- PROBLEMS TO WORK ON:
**a.** In the impeachment report, what amount of security aid to Ukraine did Bolton say the president wanted to freeze?
**b.** Scale the rows below by reproducing every line, requests included, with each point coordinate in the answers multiplied by 2.45 and rounded to a whole number, halves rounded up. Omit the pictures from your output.
>> begin TEXT SHOWN
Trump’s lawyers made the case to the Senate on Monday that the Republican president’s actions as described in Bolton’s unpublished book manuscript – even if true – do not represent an impeachable offense. Trump’s legal team was due to deliver its third and final day of arguments starting at around 1 p.m. (1800 GMT). A source close to the team said the lawyers will wrap up in around two to 2-1/2 hours.

Directly contradicting Trump’s account of events, Bolton in the manuscript said the president told him he wanted to freeze $391 million in security aid to Ukraine until Kiev helped with investigations into Democrats including Democratic political rival Joe Biden, and his son Hunter Biden, the New York Times reported.

Bolton’s allegations go to the heart of impeachment charges against Trump. Democrats have said Trump abused his power by using the security aid – passed by Congress to help Ukraine battle Russia-backed separatists – as leverage to get a foreign power to smear a political rival.
>> end TEXT SHOWN
>> begin GIVEN INFORMATION
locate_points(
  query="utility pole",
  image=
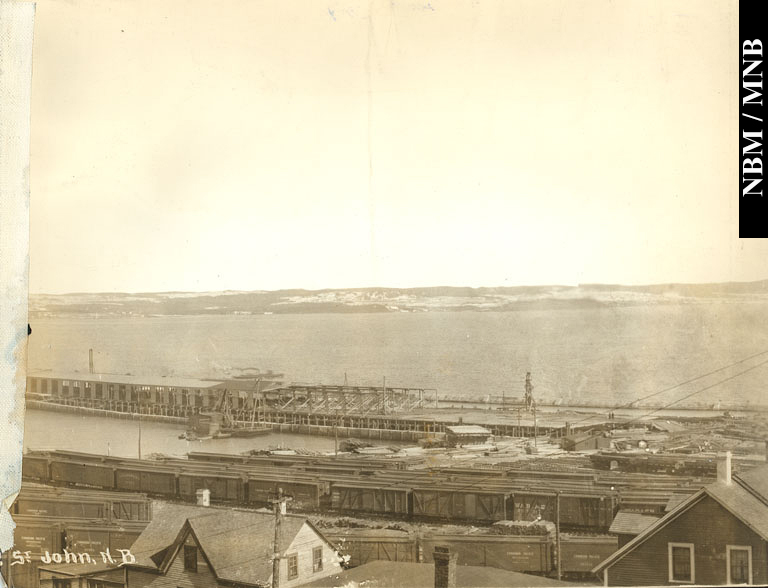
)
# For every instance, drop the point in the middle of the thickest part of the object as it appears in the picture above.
(336, 435)
(279, 506)
(557, 532)
(139, 433)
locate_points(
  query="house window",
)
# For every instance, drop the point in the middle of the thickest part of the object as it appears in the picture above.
>> end GIVEN INFORMATION
- SOLUTIONS TO THE EXERCISE:
**a.** $391 million.

**b.**
locate_points(
  query="utility pole",
  image=
)
# For every instance, drop the point in the middle of the thickest part of the object as it appears in the picture above.
(823, 1066)
(684, 1240)
(1365, 1303)
(341, 1061)
locate_points(
  query="house window",
)
# For every instance, drop the point in the middle of the thickest part of the object as it appears in the picture above.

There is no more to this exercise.